Writer’s note: This is the ninth in a series of articles entitled: The Stories of My Life.
There was a time in mine and Marianne’s life that, because of all the blessings God had blessed us with, we decide we wanted to “give back.” So, we took the training and became Certified Foster Parents. It was around 1986 when I received a call from a DFACS caseworker stating that they had a little boy for us to foster. The caseworker told us that he had a learning disability and anger issues. In fact, he attended the Burwell Center in LaGrange, which is a treatment center for children with behavioral disorders. (Anger issues) We were also told that his name was Jeremy and that he was eight years old.
Before the caseworker placed him in our home, she began to go over with us all the do’s and don’ts associated with being foster parents. She said, “Now you know you can’t use corporal punishment on him.” And I replied, “Then you know he can’t come into our home.” Surprised, she asked, “Why?” I said, “Because all throughout this training you all have told us not to treat a foster child any differently than our biological children. In our home we use corporal punishment as ‘a’ form of discipline; it’s not the only form, but it is ‘a’ form, and I’m not going to upset my household.” She rolled her eyes at me and said, “Just don’t let me know when you do it and don’t leave any identifying marks!” I said, “You got a deal!”
I remember the night the caseworker brought him into our home as if it was yesterday. He sat in a living room chair and his little legs came nowhere near touching the floor. He was clutching all his worldly possessions in a brown paper grocery bag that was rolled down to about one forth of its size. We decided, that in an effort to make him feel welcome, we would take him to Movie Gallery and let him pick out a movie for the whole family to watch. He picked a movie about some Doberman Pincher dogs. While driving there I told him that he needed to decide what he would call Marianne and me. I told him he could call us Mr. Aaron and Miss Marianne, Mr. & Mrs. McCollough, momma and daddy, or any other name he wanted. However, out of respect to us, he couldn’t call us by our first names. We were walking across the parking lot headed into Movie Gallery when he said, “I think I’ll call you momma and daddy.”
As Jeremy began to settle in, Marianne started working on his head and I started working on his bottom. In the process, an amazing thing happened. He went from making straight F’s on his report cards to consistently being on the Principal’s List for making all A’s & B’s. Furthermore, he was dismissed from the Burwell Center for Behavioral Disorders.
Now, I’m nowhere near through telling you about Jeremy. You’ll have to read next week’s column for the rest of his story. However, there are some Spiritual takeaway’s I want you to glean from this week’s column. First, there are times in all our lives when our focus needs to shift from receiving to giving back! (We’re never more like Jesus than when we give!) Second, from time-to-time, we all find ourselves in situations where, due to no fault of our own, our world is turned upside down and we need somebody to step in an advocate for us. Third, our attitude means everything. As Jeremy, sometimes we simply need to just embrace the new opportunities that our circumstances have afforded us. Fourth, realize that instruction and discipline are two critical building blocks of life. And finally, realize that regardless of our circumstances and the diagnosis and titles that somebody hangs upon us, our destiny is up to us. There is no diagnosis or title hung upon us that, with the help of God and others, we cannot rise above. It may not be easy, but we can rise above!

EXERCISE INSTRUCTIONS:
1 > Print the passage of the foster-care column that begins at the words "There was a" and stops after "eight years old.".
2 > Does the foster-care column support each statement? Answer yes or no and quote the deciding words: (a) Jeremy was eight years old when he was placed with the couple; (b) the movie Jeremy chose was about cats; (c) Jeremy was allowed to call the couple by their first names.
The records have no connection to the foster-care column.

RAW DATA:
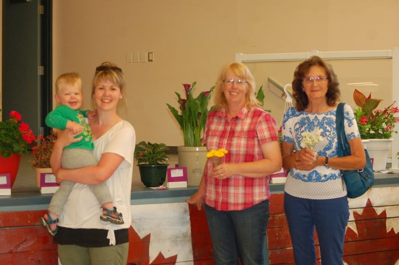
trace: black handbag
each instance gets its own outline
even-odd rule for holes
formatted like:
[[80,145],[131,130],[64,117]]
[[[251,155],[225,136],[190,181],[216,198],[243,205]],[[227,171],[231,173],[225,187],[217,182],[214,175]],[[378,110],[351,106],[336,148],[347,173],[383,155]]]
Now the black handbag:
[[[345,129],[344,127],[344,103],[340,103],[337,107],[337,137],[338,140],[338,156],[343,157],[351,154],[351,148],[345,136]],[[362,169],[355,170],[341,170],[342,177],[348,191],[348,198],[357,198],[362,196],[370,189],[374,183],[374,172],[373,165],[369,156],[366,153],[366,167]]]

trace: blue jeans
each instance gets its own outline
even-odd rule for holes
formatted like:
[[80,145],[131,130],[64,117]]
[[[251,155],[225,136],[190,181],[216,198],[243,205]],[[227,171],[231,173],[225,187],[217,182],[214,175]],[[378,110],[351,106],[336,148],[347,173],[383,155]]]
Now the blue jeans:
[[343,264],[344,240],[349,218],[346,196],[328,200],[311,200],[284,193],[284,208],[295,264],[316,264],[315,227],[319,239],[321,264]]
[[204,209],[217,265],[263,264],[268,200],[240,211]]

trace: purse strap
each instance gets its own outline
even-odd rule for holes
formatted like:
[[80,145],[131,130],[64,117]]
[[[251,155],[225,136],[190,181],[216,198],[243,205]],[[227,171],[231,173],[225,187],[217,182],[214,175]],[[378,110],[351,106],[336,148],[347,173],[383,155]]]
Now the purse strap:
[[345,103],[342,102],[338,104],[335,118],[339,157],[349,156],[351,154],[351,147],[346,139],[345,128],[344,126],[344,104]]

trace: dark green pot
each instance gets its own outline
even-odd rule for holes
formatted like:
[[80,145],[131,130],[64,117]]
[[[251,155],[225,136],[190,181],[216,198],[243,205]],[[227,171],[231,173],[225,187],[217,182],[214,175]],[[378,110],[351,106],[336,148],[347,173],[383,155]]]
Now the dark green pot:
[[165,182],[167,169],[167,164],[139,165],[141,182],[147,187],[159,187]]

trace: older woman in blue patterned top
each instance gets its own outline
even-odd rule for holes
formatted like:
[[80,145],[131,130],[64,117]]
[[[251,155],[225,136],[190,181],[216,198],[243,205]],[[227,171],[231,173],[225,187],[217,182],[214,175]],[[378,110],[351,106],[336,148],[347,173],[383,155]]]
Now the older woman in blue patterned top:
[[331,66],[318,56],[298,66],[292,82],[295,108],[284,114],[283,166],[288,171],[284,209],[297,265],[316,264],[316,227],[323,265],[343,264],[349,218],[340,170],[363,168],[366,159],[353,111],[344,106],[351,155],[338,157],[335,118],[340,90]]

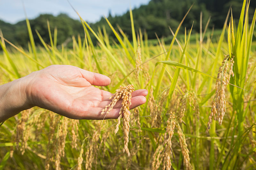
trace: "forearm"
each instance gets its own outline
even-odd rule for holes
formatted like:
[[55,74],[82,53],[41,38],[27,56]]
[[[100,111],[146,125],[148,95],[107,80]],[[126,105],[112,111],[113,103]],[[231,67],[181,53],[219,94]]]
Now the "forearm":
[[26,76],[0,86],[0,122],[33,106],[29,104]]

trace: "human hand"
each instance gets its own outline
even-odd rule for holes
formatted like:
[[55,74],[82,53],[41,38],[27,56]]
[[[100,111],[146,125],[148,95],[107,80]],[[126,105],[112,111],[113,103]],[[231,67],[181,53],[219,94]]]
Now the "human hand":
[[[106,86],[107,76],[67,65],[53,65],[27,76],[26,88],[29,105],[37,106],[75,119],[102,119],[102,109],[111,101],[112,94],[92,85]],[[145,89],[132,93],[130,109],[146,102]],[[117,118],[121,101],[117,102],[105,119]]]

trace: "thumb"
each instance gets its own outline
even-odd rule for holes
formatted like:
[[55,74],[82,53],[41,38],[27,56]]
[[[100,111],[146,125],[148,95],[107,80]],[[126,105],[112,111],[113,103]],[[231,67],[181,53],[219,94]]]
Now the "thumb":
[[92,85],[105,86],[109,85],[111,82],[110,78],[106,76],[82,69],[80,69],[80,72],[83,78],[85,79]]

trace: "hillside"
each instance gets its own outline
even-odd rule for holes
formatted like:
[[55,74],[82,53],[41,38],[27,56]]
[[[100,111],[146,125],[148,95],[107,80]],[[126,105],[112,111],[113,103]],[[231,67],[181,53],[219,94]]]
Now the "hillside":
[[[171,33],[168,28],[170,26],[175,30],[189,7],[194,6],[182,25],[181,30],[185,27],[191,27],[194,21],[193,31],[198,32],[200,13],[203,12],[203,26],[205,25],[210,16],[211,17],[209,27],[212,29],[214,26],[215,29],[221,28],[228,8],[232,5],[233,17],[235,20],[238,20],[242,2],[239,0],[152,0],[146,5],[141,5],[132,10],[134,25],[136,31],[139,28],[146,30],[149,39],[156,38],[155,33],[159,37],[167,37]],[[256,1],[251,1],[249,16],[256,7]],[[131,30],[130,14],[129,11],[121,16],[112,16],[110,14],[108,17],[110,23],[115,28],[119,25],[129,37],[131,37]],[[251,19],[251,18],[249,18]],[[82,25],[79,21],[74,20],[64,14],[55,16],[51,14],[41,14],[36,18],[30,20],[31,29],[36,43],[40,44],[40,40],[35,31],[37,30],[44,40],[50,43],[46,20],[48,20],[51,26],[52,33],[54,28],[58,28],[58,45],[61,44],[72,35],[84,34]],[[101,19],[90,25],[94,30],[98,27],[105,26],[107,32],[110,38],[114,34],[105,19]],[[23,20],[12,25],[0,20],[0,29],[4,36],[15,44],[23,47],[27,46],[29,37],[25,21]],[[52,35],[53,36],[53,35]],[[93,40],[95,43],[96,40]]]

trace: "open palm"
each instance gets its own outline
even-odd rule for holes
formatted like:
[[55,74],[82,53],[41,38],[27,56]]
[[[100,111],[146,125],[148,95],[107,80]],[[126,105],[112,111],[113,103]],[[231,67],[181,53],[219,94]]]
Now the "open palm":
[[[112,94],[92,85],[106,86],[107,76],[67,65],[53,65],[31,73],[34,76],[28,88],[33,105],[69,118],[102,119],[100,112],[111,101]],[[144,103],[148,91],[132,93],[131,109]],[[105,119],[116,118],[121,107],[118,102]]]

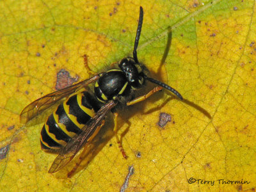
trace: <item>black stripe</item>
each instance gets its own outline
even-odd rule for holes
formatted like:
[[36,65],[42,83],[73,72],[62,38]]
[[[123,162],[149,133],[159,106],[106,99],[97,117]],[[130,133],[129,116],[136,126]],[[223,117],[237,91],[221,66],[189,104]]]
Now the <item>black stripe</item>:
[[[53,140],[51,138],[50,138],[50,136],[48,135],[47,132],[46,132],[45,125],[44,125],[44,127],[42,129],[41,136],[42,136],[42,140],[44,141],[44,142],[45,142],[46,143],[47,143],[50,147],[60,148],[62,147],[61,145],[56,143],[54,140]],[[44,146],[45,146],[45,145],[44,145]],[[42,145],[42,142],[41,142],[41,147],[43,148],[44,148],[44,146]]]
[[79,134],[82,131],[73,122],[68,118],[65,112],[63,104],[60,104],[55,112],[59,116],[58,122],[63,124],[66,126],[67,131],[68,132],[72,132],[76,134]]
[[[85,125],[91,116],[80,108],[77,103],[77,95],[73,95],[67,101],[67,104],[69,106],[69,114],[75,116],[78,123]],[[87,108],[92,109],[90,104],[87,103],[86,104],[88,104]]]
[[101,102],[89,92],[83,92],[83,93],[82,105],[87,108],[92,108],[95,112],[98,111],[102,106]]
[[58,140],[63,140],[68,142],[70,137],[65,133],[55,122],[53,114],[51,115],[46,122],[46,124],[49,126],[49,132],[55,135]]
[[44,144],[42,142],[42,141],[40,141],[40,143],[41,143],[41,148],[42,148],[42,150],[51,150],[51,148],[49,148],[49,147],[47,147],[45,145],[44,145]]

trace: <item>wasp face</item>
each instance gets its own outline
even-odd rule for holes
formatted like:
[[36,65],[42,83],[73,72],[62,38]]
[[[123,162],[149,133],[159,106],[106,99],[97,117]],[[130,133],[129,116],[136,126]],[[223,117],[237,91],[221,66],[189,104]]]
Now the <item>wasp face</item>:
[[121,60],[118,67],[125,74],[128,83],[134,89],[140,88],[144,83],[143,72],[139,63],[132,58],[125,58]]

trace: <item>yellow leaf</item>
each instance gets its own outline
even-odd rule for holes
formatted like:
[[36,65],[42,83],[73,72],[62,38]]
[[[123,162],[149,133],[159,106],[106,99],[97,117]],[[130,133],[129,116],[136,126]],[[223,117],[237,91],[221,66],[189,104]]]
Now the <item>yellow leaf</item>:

EXERCISE RESULTS:
1 >
There was a time in mine and Marianne’s life that, because of all the blessings God had blessed us with, we decide we wanted to “give back.” So, we took the training and became Certified Foster Parents. It was around 1986 when I received a call from a DFACS caseworker stating that they had a little boy for us to foster. The caseworker told us that he had a learning disability and anger issues. In fact, he attended the Burwell Center in LaGrange, which is a treatment center for children with behavioral disorders. (Anger issues) We were also told that his name was Jeremy and that he was eight years old.

2 >
(a) Yes: "We were also told that his name was Jeremy and that he was eight years old."
(b) No: "He picked a movie about some Doberman Pincher dogs."
(c) No: "However, out of respect to us, he couldn’t call us by our first names."